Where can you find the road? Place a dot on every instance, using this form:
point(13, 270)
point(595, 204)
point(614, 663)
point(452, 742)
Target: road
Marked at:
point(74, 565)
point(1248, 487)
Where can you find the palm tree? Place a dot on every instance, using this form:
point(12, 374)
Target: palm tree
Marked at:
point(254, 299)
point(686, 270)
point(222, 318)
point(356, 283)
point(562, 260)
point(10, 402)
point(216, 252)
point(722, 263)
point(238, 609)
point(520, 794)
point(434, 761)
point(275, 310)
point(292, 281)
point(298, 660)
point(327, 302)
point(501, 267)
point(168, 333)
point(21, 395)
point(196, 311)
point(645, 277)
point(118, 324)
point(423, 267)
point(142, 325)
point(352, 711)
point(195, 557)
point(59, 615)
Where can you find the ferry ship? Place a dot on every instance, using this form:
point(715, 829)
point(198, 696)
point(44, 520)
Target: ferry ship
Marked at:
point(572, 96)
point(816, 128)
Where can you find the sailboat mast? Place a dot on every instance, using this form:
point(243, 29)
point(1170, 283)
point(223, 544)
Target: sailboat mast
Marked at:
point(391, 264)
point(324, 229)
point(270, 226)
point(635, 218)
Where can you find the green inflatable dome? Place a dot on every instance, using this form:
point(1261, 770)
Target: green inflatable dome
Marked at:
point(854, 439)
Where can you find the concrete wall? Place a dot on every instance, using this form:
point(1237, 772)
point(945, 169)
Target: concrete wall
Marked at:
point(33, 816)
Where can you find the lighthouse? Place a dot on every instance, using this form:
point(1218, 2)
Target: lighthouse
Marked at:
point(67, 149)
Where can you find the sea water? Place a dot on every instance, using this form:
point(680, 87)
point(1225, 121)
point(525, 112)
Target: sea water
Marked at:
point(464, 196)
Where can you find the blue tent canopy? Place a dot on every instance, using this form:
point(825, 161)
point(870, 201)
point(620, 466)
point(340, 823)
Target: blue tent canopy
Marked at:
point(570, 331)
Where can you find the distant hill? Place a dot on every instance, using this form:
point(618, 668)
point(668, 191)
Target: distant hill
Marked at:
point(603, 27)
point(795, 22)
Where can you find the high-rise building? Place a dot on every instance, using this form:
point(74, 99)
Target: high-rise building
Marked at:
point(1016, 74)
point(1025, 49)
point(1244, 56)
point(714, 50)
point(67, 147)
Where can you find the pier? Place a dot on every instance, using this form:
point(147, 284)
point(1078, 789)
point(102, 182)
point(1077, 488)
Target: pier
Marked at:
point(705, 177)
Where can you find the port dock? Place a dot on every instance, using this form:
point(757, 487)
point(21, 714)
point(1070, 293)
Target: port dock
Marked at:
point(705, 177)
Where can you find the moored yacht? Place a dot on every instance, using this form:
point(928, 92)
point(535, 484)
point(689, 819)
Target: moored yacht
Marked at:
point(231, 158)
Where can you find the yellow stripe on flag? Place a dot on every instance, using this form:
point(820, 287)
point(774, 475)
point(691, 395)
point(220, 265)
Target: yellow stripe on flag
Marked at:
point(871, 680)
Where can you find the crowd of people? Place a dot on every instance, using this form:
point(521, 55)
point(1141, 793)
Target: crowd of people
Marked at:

────────────────────

## WORK TO DO
Convert all the records above into a Markdown table with two columns, "Row" for the row number and "Entry" for the line. Omit blank lines.

## PROBLEM SOLUTION
| Row | Entry |
|---|---|
| 1 | Where can you find the road? Place a dot on every instance, using this form: |
| 2 | point(13, 270) |
| 3 | point(595, 204) |
| 4 | point(614, 663) |
| 5 | point(452, 742) |
| 6 | Target: road |
| 7 | Marked at: |
| 8 | point(74, 565) |
| 9 | point(1248, 487) |
| 10 | Where can you find the palm tree? Place a dot on every instance, using this form: |
| 11 | point(12, 374) |
| 12 | Target: palm tree |
| 13 | Marked at: |
| 14 | point(254, 299) |
| 15 | point(686, 270) |
| 16 | point(222, 318) |
| 17 | point(356, 283) |
| 18 | point(562, 260) |
| 19 | point(10, 402) |
| 20 | point(216, 252) |
| 21 | point(722, 263) |
| 22 | point(238, 609) |
| 23 | point(520, 794) |
| 24 | point(434, 761) |
| 25 | point(275, 310) |
| 26 | point(292, 281) |
| 27 | point(298, 660) |
| 28 | point(327, 302) |
| 29 | point(501, 267) |
| 30 | point(168, 333) |
| 31 | point(21, 395) |
| 32 | point(196, 311) |
| 33 | point(645, 277) |
| 34 | point(118, 324) |
| 35 | point(423, 267) |
| 36 | point(142, 325) |
| 37 | point(352, 711) |
| 38 | point(195, 557) |
| 39 | point(59, 615) |
| 40 | Where can you find the ferry ship? Place a dot on every instance, using this form: |
| 41 | point(715, 829) |
| 42 | point(198, 696) |
| 43 | point(44, 520) |
| 44 | Target: ferry ship |
| 45 | Marked at: |
| 46 | point(572, 96) |
| 47 | point(816, 128) |
| 48 | Where can you find the sailboat mast? Place a dot on every instance, using this form: |
| 49 | point(243, 29) |
| 50 | point(1170, 283) |
| 51 | point(223, 544) |
| 52 | Target: sailboat mast |
| 53 | Marked at: |
| 54 | point(391, 264) |
| 55 | point(324, 229) |
| 56 | point(270, 226) |
| 57 | point(635, 218) |
| 58 | Where can you find the green inflatable dome? Place a dot on every instance, using this form: |
| 59 | point(1261, 770) |
| 60 | Target: green inflatable dome |
| 61 | Marked at: |
| 62 | point(854, 439) |
| 63 | Where can you find the concrete wall? Place a dot on every instance, using this form: |
| 64 | point(1237, 772) |
| 65 | point(945, 169) |
| 66 | Target: concrete wall |
| 67 | Marked at: |
| 68 | point(33, 816) |
| 69 | Where can you find the lighthouse? Place a dot on every instance, using this form: |
| 70 | point(1218, 2) |
| 71 | Target: lighthouse |
| 72 | Marked at: |
| 73 | point(67, 149) |
| 74 | Where can you find the sea water? Place a dot on every instance, using this form: |
| 75 | point(680, 87) |
| 76 | point(1225, 121) |
| 77 | point(525, 112) |
| 78 | Target: sea water |
| 79 | Marked at: |
| 80 | point(464, 196) |
| 81 | Where can you find the blue tent canopy? Place a dot on every instance, using this form: |
| 82 | point(825, 161) |
| 83 | point(870, 201) |
| 84 | point(620, 466) |
| 85 | point(340, 823) |
| 86 | Target: blue tent canopy |
| 87 | Marked at: |
| 88 | point(570, 331) |
| 89 | Where can you find the distant hill? Place a dot on every instance, using this form: |
| 90 | point(618, 668) |
| 91 | point(668, 191) |
| 92 | Target: distant hill |
| 93 | Marked at: |
| 94 | point(603, 27) |
| 95 | point(795, 22) |
| 96 | Where can you find the high-rise building? Place a dot on every instance, using this form: |
| 97 | point(74, 99) |
| 98 | Target: high-rise building |
| 99 | Marked at: |
| 100 | point(1016, 74) |
| 101 | point(1025, 49) |
| 102 | point(1244, 56) |
| 103 | point(714, 50) |
| 104 | point(67, 147) |
| 105 | Where can you find the pier? Place a dot on every instance, using this form: |
| 106 | point(147, 284) |
| 107 | point(1078, 789) |
| 108 | point(102, 182) |
| 109 | point(1077, 488) |
| 110 | Target: pier |
| 111 | Marked at: |
| 112 | point(705, 177) |
| 113 | Where can you find the port dock? Place a dot on every instance, using this form: |
| 114 | point(757, 487) |
| 115 | point(21, 714) |
| 116 | point(1070, 293) |
| 117 | Target: port dock |
| 118 | Marked at: |
| 119 | point(705, 177) |
| 120 | Where can you find the moored yacht? Place a dot on every instance, using this form: |
| 121 | point(928, 92) |
| 122 | point(535, 484) |
| 123 | point(689, 819) |
| 124 | Target: moored yacht |
| 125 | Marked at: |
| 126 | point(231, 158) |
| 127 | Where can you find the yellow stripe on flag? Place a dot on every instance, using this form: |
| 128 | point(820, 287) |
| 129 | point(774, 475) |
| 130 | point(691, 395) |
| 131 | point(220, 265) |
| 132 | Target: yellow stripe on flag |
| 133 | Marked at: |
| 134 | point(871, 680) |
| 135 | Where can you find the crowd of people? Place a dot on every instance, using this form: |
| 136 | point(521, 55) |
| 137 | point(1141, 793) |
| 138 | Target: crowd of people |
| 139 | Marked at: |